● Texte fourni
- - -

53     Comme la Cour suprême l’a mentionné dans l’arrêt Medovarski, précité, au paragraphe 10, l’objectif de la LIPR énoncé à l’article 3 est de donner priorité à la sécurité. Tenant compte de cet objectif, nos tribunaux ont, pour appliquer certaines des dispositions de la section 4 de la LIPR concernant l’interdiction de territoire, donné une interprétation large et sans restriction à des expressions comme « danger pour la sécurité du Canada » et « membre d’une organisation » que l’on trouve à l’article 34 (voir, par exemple, Suresh c Canada (Ministre de la Citoyenneté et de l’Immigration), 2002 CSC 1, au paragraphe 90, [2002] 1 RCS 3; Poshteh c Canada (Ministre de la Citoyenneté et de l’Immigration), 2005 CAF 85, au paragraphe 29, [2005] ACF 381, Harkat (Re), 2010 CF 1241, aux paragraphes 85 à 88, [2010] ACF 1426; Charkaoui (Re), 2005 CF 248, aux paragraphes 35 et 36, [2005] 3 RCF 389).

 

[37]           Dans B010, le juge Noël a conclu qu’il était raisonnable de la part de la Section de l’immigration de définir l’expression « passage de clandestins » à l’article 37 en recourant à l’article 117. Dans son analyse, que l’on trouve aux paragraphes 38 à 64, le juge a conclu que les deux dispositions en question visaient clairement la même activité, et que le fait d’adopter deux définitions différentes créerait une contradiction au sein de la LIPR permettant de reconnaître un individu coupable d’avoir organisé l’entrée illégale de personnes au Canada au sens de l’article 117 sans toutefois le déclarer interdit de territoire au Canada en vertu de l’article 37. Tout en relevant l’existence de deux interprétations contradictoires de la Loi, le juge a estimé que, si l’on appliquait la norme de la décision raisonnable, l’interprétation du tribunal, qui excluait tout élément de profit, appartenait aux issues acceptables.

 

[38]           Pour des raisons de courtoisie judiciaire et parce qu’il souscrivait entièrement à l’analyse du juge Noël dans B010, le juge Hughes a souscrit à cette façon de voir dans B072 c Canada, 2012 CF 899 [B072], affaire qui portait sur la même question. Dans la décision Hernandez, précitée, le juge Zinn est arrivé pour sa part à une conclusion différente. Il a estimé que le passage de clandestins au sens du paragraphe 37(1)b) comportait un élément de profit. L’application de la norme de contrôle de la décision correcte exigeait l’infirmation de la décision du tribunal.

 

[39]           Dans B306 c Canada (Ministre de la Sécurité publique et de la Protection civile), 2012 CF 1282, le juge Gagné a établi une distinction entre les faits de l’affaire dont il était saisi et ceux de l’affaire B010, précitée. Dans l’affaire B306, le demandeur avait abordé un membre de l’équipage du navire à moteur Sun Sea pour lui demander de cuisiner pour les membres de l’équipage en échange de nourriture additionnelle. On lui avait également confié une tâche quotidienne de vigie. Sa situation était différente de celle du demandeur dans l’affaire B010, dans laquelle le tribunal avait conclu que le demandeur avait embarqué en sachant qu’il ferait partie de l’équipage. De même, en l’espèce, le demandeur ne faisait pas partie de l’équipage au début du voyage.

- - -

● Consigne 1
Selon le texte fourni, quel juge est arrivé à une conclusion différente dans la décision Hernandez ?

Données d'étiquetage par coordonnées

- - -

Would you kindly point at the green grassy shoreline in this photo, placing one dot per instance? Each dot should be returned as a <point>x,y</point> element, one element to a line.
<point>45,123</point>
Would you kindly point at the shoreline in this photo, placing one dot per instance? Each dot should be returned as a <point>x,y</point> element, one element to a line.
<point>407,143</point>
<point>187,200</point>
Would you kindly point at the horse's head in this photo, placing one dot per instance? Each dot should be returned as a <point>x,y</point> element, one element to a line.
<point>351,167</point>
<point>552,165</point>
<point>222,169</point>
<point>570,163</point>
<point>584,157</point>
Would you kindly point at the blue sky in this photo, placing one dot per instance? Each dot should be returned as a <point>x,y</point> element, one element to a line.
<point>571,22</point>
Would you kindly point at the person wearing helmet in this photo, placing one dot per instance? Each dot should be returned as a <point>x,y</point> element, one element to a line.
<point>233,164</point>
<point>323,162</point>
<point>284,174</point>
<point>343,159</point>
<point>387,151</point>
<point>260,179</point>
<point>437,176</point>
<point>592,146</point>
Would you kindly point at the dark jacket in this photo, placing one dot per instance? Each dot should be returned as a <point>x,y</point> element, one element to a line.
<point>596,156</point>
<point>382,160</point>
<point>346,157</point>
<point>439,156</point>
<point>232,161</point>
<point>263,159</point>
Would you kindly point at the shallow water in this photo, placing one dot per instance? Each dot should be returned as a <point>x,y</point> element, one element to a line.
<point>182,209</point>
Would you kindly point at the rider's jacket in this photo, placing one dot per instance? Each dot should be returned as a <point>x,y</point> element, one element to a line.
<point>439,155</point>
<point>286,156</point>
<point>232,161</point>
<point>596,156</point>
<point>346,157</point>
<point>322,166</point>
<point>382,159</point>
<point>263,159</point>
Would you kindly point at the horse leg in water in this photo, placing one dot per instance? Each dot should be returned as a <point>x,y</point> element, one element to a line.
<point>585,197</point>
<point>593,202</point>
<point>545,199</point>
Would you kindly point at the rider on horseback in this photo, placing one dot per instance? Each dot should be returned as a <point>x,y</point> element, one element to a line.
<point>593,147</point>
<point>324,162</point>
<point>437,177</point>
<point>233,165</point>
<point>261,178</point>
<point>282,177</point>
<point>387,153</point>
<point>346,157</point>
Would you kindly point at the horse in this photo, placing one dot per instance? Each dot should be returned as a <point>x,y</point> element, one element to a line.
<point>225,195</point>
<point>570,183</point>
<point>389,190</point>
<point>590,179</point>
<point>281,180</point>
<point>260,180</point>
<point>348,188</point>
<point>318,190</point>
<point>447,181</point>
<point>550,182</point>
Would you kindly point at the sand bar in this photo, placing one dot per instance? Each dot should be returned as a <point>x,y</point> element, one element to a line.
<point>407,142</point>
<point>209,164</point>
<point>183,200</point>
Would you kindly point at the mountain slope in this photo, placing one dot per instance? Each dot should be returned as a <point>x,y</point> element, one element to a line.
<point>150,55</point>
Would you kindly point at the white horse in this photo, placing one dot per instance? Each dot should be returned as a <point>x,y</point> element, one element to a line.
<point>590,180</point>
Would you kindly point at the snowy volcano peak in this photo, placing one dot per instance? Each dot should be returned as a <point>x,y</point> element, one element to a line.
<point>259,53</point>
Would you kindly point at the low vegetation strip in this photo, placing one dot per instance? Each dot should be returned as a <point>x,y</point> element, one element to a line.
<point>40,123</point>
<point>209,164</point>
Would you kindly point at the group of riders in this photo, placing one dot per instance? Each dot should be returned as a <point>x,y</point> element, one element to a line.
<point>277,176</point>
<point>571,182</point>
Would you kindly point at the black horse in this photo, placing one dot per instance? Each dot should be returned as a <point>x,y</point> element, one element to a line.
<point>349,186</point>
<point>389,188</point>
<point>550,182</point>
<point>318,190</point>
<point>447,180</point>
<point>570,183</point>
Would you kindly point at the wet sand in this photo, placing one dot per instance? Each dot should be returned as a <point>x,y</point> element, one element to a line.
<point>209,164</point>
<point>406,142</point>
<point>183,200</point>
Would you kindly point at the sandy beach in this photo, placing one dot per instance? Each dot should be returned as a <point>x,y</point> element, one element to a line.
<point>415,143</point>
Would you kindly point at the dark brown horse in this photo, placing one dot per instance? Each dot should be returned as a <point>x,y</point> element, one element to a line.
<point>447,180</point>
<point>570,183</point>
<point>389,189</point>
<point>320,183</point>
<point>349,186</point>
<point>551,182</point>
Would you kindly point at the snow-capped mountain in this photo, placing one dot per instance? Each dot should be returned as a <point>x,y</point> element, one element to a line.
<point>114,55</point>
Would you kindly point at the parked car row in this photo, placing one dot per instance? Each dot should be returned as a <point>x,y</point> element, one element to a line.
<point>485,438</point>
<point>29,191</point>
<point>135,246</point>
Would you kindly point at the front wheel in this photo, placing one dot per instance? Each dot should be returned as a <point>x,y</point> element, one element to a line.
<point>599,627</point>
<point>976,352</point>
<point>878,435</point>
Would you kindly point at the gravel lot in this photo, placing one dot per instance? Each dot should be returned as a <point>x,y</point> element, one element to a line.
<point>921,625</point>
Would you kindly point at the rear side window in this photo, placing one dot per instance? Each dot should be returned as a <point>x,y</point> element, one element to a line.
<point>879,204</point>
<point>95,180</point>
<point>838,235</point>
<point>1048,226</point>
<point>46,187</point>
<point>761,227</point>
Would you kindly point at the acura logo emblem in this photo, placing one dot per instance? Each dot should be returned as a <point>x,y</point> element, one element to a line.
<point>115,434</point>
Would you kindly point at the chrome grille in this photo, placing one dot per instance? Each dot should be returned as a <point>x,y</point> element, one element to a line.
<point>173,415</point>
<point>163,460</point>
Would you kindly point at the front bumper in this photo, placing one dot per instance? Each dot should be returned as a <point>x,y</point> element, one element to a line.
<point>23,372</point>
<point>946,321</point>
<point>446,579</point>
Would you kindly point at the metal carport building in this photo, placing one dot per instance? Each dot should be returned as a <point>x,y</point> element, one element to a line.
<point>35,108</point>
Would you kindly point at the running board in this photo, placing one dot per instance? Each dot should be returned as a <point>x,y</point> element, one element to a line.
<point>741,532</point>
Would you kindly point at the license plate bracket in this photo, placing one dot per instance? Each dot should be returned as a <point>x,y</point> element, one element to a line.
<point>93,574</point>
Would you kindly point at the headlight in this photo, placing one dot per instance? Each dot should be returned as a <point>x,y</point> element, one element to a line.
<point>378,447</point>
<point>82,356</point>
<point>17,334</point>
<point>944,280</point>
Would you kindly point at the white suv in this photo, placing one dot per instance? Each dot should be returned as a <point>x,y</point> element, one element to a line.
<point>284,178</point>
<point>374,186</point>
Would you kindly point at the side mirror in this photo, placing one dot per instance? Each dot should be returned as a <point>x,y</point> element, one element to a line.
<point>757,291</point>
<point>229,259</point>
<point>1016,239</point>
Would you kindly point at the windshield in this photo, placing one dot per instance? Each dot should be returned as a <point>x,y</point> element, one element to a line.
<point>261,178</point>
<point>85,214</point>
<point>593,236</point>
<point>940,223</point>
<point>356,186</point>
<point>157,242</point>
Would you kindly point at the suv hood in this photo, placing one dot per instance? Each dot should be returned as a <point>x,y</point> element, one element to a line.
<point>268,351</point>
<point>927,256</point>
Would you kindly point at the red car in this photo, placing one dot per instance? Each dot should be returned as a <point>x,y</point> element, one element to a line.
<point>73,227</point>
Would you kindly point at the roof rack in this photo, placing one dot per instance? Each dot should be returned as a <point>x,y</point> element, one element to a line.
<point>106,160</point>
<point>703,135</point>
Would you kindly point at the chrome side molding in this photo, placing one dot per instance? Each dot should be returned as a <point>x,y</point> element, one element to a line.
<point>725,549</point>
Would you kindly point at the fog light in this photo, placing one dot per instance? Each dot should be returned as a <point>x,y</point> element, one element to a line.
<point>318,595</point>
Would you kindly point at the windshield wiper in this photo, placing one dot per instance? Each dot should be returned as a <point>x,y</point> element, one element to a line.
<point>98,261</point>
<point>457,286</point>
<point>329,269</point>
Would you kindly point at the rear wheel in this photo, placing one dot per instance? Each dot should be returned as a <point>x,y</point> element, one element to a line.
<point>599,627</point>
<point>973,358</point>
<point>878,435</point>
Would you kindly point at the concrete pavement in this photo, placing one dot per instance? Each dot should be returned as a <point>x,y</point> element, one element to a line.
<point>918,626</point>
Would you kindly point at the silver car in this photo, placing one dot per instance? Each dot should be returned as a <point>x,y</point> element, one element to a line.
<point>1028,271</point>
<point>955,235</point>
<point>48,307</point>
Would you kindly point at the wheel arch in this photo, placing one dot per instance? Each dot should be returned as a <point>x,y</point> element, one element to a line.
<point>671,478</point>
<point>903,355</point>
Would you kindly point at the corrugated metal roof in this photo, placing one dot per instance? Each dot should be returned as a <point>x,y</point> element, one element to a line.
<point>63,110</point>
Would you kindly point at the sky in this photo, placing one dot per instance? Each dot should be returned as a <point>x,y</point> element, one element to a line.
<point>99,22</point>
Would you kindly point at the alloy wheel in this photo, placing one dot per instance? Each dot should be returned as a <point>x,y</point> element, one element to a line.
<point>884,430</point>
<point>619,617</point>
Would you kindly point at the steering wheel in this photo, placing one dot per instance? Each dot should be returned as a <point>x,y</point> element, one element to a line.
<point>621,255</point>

- - -

● Consigne 2
Dans la liste, recopiez s'il vous plaît à l'identique les lignes allant de celle qui contient « Would you kindly point at the acura » jusqu'à celle qui contient « <point>163,460</point> », cette dernière comprise.

● Résultat 1
Le juge Zinn.

● Résultat 2
Would you kindly point at the acura logo emblem in this photo, placing one dot per instance? Each dot should be returned as a <point>x,y</point> element, one element to a line.
<point>115,434</point>
Would you kindly point at the chrome grille in this photo, placing one dot per instance? Each dot should be returned as a <point>x,y</point> element, one element to a line.
<point>173,415</point>
<point>163,460</point>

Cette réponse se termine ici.